| WHAT TO PRODUCE |
Find each line in the rows below that contains the word "hilltop", with matching case, and copy those lines out.

(A run of rows)
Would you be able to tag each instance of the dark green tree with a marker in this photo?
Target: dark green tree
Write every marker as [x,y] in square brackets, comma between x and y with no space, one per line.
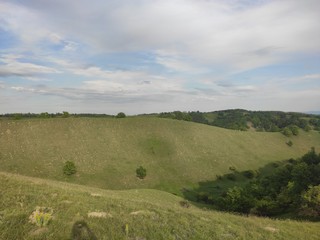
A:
[141,172]
[121,115]
[69,168]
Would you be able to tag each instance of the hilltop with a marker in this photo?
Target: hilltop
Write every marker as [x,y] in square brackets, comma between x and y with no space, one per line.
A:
[106,151]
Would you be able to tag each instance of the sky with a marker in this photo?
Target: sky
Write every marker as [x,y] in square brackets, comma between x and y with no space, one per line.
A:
[146,56]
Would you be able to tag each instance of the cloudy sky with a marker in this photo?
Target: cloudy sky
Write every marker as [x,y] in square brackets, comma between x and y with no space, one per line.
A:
[142,56]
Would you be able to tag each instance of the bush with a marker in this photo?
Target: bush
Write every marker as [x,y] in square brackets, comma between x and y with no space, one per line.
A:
[231,176]
[203,197]
[69,168]
[290,143]
[232,168]
[141,172]
[249,174]
[121,115]
[184,204]
[41,216]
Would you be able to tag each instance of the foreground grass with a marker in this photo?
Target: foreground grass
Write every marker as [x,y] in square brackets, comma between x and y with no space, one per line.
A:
[148,214]
[106,152]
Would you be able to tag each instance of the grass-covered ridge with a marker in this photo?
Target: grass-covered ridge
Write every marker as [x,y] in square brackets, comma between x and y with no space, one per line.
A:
[107,151]
[146,214]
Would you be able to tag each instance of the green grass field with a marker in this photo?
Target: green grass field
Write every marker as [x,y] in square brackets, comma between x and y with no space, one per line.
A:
[148,214]
[106,195]
[106,152]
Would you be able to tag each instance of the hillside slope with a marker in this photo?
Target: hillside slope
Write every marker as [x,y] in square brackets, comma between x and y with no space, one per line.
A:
[106,152]
[130,214]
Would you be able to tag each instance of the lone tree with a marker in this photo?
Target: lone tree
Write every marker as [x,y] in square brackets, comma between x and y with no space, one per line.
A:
[141,172]
[69,168]
[121,115]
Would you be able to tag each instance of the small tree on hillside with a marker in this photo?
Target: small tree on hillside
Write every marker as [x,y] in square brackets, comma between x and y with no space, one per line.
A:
[69,168]
[141,172]
[121,115]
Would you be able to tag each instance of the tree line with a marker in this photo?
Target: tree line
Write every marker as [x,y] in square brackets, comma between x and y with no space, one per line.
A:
[292,188]
[238,119]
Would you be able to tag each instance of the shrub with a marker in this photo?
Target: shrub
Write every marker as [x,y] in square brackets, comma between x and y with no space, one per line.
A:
[231,176]
[141,172]
[121,115]
[289,143]
[184,204]
[287,132]
[232,168]
[41,216]
[249,174]
[69,168]
[219,177]
[203,197]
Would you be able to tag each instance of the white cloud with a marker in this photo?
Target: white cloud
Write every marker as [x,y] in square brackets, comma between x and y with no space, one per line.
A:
[13,67]
[242,37]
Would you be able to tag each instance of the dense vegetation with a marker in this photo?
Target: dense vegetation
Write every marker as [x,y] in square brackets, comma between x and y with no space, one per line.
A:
[238,119]
[107,151]
[293,187]
[138,214]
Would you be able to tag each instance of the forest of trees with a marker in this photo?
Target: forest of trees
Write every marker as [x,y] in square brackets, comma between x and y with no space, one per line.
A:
[292,188]
[238,119]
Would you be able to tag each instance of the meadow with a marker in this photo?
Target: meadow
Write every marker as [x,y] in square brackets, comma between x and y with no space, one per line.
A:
[107,151]
[107,198]
[131,214]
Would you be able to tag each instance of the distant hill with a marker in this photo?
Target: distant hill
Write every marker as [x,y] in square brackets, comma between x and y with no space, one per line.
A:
[239,119]
[107,151]
[314,112]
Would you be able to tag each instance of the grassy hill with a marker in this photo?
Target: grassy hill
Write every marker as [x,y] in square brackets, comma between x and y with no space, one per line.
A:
[107,151]
[130,214]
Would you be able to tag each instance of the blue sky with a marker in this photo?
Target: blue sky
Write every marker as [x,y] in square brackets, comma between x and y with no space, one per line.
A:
[148,56]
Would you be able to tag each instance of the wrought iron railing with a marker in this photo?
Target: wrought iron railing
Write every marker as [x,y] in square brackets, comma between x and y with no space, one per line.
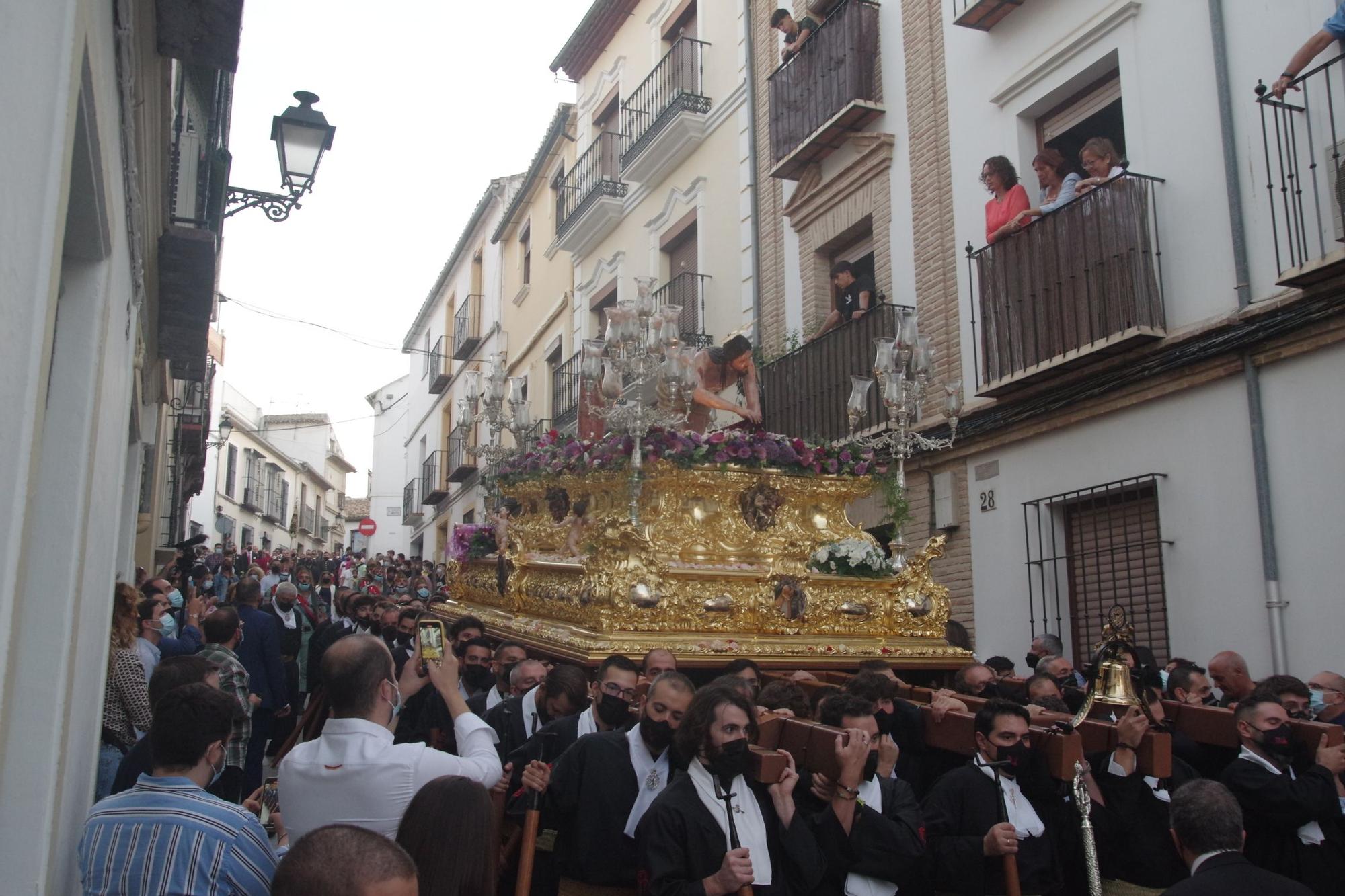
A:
[835,68]
[675,85]
[411,502]
[566,392]
[805,392]
[595,174]
[1077,279]
[688,291]
[467,329]
[1300,134]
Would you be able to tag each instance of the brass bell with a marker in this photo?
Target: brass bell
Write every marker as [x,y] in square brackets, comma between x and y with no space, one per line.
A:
[1112,684]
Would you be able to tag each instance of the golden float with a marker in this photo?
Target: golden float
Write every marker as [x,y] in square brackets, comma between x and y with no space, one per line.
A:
[718,568]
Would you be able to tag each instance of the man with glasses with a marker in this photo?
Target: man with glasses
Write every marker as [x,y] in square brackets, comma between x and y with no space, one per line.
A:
[1292,810]
[965,833]
[1327,697]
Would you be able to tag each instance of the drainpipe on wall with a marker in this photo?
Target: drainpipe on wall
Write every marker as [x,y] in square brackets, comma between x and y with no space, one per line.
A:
[753,158]
[1252,376]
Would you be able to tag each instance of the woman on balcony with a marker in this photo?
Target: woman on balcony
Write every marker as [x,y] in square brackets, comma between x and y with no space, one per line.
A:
[1101,161]
[1058,185]
[1009,201]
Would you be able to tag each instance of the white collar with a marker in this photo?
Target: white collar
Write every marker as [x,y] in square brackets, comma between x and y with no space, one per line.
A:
[529,710]
[861,884]
[1022,813]
[1200,860]
[747,818]
[1311,833]
[652,776]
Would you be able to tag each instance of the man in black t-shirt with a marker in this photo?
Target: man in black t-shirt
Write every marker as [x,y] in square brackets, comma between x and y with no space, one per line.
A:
[796,33]
[855,299]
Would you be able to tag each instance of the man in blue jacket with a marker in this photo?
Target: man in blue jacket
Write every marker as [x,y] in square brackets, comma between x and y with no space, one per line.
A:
[260,655]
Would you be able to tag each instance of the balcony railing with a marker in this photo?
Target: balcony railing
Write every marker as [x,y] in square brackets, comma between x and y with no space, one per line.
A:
[1305,174]
[434,483]
[827,89]
[411,506]
[688,291]
[805,392]
[676,85]
[983,15]
[276,506]
[595,174]
[461,464]
[436,366]
[467,329]
[1083,279]
[255,495]
[566,392]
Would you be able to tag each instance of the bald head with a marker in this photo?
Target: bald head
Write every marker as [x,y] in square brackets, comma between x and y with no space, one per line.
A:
[1230,673]
[657,662]
[353,671]
[344,860]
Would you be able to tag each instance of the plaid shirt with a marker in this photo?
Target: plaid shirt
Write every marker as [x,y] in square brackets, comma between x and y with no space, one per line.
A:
[233,680]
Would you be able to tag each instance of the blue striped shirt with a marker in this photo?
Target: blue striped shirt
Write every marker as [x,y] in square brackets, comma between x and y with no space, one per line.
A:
[166,836]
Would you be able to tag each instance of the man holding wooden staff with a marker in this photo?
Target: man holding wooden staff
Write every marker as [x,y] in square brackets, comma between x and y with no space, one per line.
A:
[712,830]
[965,827]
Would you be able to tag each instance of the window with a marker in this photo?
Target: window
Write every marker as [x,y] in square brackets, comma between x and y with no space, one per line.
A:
[1093,112]
[231,471]
[527,243]
[1096,549]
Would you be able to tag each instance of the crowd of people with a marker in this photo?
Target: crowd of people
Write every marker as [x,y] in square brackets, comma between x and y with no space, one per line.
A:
[272,727]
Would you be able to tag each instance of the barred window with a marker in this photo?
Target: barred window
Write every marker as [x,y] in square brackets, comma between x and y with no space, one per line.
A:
[1094,549]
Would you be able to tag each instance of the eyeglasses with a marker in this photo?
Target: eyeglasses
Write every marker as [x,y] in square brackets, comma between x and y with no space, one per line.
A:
[617,690]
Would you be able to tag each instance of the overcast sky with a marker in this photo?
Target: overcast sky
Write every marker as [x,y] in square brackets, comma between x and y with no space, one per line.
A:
[431,101]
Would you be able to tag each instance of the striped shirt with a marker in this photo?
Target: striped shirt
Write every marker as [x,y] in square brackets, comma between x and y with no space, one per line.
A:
[166,836]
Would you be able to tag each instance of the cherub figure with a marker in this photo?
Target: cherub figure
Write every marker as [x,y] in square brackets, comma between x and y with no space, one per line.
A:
[578,524]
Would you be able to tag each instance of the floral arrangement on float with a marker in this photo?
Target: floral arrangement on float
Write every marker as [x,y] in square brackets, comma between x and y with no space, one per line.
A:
[852,557]
[471,541]
[556,454]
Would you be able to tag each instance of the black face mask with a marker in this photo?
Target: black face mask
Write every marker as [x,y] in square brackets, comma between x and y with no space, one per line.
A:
[730,760]
[871,764]
[1016,756]
[1277,743]
[613,710]
[478,677]
[657,735]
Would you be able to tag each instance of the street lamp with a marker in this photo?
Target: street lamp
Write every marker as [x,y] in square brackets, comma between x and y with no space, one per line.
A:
[302,136]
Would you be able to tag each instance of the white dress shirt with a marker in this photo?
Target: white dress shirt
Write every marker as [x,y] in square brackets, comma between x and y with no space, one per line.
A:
[1309,834]
[354,774]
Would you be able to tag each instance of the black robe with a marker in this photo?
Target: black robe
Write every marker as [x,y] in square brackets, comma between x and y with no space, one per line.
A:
[1139,846]
[962,807]
[681,845]
[888,845]
[1276,806]
[591,795]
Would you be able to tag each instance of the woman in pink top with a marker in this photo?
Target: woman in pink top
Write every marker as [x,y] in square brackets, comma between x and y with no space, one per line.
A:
[1011,200]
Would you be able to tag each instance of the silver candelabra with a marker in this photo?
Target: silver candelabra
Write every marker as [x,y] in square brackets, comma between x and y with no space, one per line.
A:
[498,401]
[642,343]
[903,368]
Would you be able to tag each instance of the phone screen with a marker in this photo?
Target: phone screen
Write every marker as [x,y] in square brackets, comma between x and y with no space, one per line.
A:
[270,799]
[431,634]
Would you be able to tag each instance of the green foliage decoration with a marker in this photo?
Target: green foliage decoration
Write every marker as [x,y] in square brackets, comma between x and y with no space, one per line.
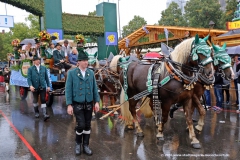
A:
[81,24]
[15,67]
[33,6]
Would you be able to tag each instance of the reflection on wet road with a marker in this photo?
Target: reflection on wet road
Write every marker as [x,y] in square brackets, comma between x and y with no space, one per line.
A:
[220,138]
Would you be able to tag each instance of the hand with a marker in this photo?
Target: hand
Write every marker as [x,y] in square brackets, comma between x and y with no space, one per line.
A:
[70,110]
[32,88]
[97,107]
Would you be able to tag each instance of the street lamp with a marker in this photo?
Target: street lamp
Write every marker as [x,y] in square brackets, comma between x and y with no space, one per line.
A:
[211,25]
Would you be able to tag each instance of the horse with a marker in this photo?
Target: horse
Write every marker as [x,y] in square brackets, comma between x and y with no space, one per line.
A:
[189,55]
[222,62]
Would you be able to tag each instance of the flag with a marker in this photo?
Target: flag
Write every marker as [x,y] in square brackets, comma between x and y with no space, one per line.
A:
[166,33]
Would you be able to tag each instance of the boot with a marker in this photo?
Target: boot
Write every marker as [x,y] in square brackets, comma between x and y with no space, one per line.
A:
[86,149]
[78,144]
[173,109]
[36,112]
[45,115]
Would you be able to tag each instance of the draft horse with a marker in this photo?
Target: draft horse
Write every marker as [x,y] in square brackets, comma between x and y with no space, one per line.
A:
[222,63]
[189,58]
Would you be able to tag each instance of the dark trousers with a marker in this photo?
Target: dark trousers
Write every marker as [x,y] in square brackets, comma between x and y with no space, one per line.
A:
[83,114]
[64,65]
[236,88]
[218,95]
[226,90]
[42,94]
[208,97]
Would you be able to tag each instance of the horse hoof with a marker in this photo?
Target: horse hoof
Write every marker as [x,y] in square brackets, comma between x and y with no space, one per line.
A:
[140,134]
[160,138]
[196,145]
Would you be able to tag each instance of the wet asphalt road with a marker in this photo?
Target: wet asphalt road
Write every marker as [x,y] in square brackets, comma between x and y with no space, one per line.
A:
[54,139]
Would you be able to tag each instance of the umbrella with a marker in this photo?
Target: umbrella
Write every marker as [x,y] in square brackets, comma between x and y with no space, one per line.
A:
[233,50]
[26,41]
[70,42]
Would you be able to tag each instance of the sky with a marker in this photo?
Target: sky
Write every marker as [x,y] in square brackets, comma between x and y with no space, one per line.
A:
[150,10]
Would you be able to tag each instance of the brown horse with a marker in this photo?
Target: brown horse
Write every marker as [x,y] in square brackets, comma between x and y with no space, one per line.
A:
[192,52]
[222,62]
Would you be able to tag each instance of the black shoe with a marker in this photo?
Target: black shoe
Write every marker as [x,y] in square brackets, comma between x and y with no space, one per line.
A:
[87,150]
[172,110]
[45,115]
[78,149]
[36,112]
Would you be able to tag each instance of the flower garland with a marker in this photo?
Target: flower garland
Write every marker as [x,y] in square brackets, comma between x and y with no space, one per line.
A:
[80,39]
[15,42]
[44,36]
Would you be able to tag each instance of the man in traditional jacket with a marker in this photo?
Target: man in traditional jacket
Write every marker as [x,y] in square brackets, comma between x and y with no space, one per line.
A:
[38,81]
[81,95]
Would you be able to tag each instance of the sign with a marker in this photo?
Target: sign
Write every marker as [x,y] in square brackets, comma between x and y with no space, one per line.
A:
[233,25]
[56,32]
[111,38]
[6,21]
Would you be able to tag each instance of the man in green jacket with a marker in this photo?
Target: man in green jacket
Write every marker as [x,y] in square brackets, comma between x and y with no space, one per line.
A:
[59,59]
[81,95]
[38,81]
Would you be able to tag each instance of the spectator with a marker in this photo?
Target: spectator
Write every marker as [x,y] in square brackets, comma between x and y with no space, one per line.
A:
[218,91]
[72,57]
[208,98]
[236,77]
[6,75]
[66,48]
[225,88]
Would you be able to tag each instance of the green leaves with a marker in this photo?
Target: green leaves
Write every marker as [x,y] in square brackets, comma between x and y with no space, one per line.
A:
[80,24]
[133,25]
[172,16]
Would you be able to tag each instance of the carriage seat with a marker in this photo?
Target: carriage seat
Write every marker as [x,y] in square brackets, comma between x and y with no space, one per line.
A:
[102,62]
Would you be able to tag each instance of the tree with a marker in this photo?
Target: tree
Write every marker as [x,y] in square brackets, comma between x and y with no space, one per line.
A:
[133,25]
[20,31]
[94,13]
[228,15]
[172,16]
[200,12]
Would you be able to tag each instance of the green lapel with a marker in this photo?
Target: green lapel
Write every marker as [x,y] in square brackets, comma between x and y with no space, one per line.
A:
[79,74]
[87,75]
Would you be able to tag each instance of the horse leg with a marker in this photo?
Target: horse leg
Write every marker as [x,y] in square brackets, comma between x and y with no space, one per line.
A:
[188,110]
[201,112]
[165,111]
[113,102]
[132,104]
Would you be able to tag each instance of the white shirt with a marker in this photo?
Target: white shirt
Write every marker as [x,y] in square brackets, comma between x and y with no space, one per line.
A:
[38,67]
[83,72]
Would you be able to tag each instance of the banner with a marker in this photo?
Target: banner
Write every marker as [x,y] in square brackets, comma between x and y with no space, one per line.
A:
[111,38]
[56,32]
[6,21]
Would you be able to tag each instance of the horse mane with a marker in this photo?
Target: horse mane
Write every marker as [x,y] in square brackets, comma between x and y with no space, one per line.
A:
[97,63]
[182,51]
[113,64]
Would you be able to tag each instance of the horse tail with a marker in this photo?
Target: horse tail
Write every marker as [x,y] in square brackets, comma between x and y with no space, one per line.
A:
[126,114]
[145,108]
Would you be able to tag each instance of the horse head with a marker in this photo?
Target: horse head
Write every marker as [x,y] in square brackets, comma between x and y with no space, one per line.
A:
[222,61]
[194,52]
[92,60]
[201,54]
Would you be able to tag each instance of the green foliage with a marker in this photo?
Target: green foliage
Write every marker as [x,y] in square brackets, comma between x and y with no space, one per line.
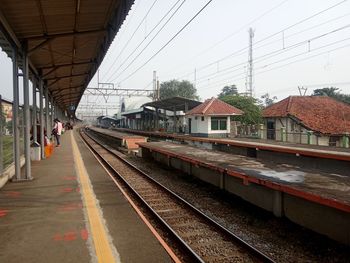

| WRITTEN RESPONSE |
Would you be able to tag each instance of the hilltop with a marker in this photo?
Target: hilltop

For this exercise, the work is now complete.